─── Excerpted passage ───

- Developer: Yakuto
- Platforms: iOS, Android
- Release: iOS May 15, 2014 Android March 11, 2015
- Genre: Table tennis

= Table Tennis Touch =

2014 video game

Table Tennis Touch is a table tennis video game developed by British indie studio Yakuto. It was originally released for iOS on May 15, 2014. An Android release followed on March 11, 2015.

==Reception==

The game has a score of 92 out of 100 on Metacritic, based on 5 critic reviews.

───

_Stated exercise 1_
According to the Table Tennis Touch entry, what is the game's Metacritic score?
_Stated exercise 2_
Update the Table Tennis Touch entry from "- Developer: Yakuto" to "March 11, 2015.", inclusive, changing "Yakuto" to "Yakuto Games".
The data after this point is separate material, unrelated to the Table Tennis Touch entry.

─── Collected material ───

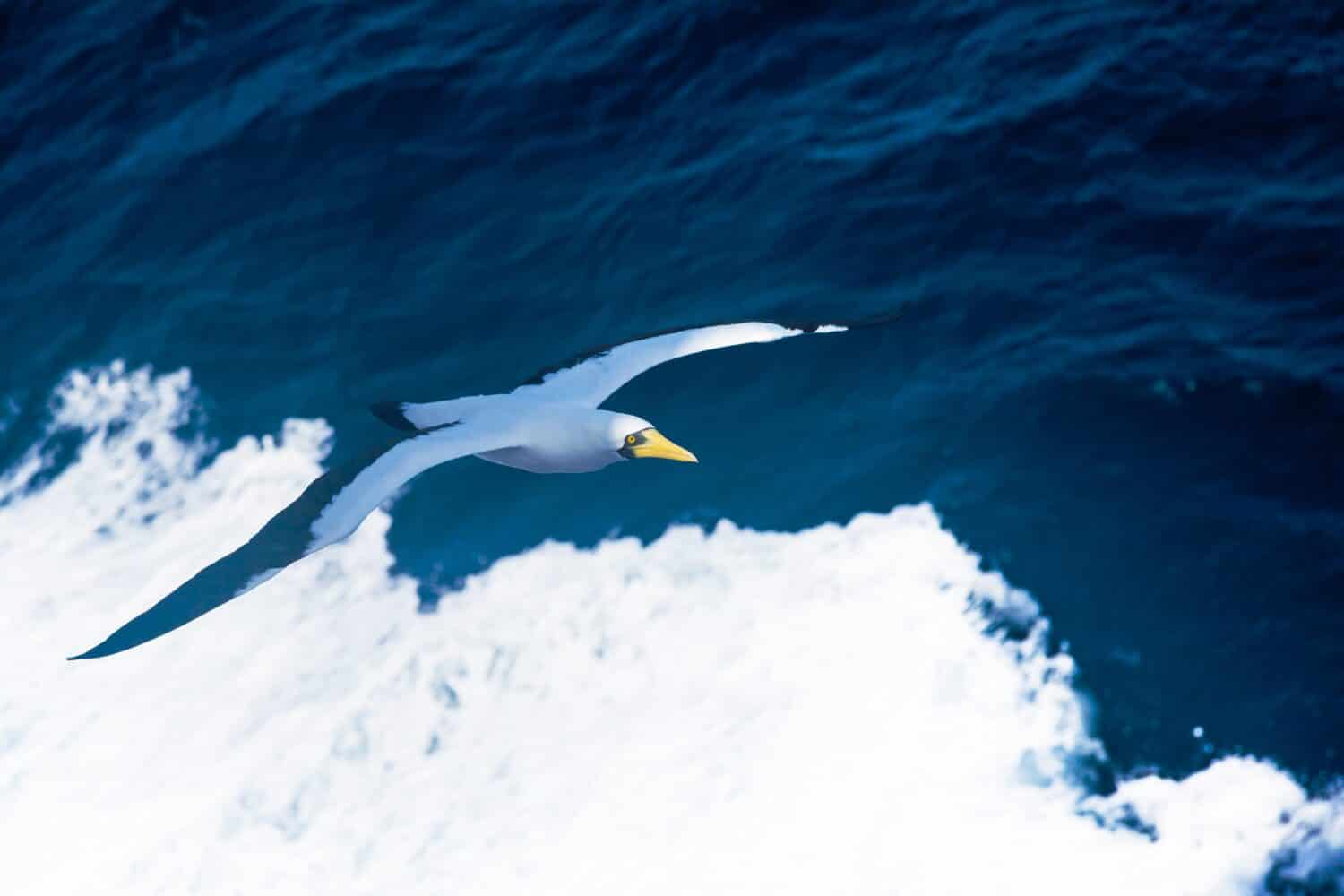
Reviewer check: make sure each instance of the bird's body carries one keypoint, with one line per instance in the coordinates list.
(548, 425)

───

_Correct output 1_
92 out of 100, based on 5 critic reviews.

_Correct output 2_
- Developer: Yakuto Games
- Platforms: iOS, Android
- Release: iOS May 15, 2014 Android March 11, 2015
- Genre: Table tennis

= Table Tennis Touch =

2014 video game

Table Tennis Touch is a table tennis video game developed by British indie studio Yakuto Games. It was originally released for iOS on May 15, 2014. An Android release followed on March 11, 2015.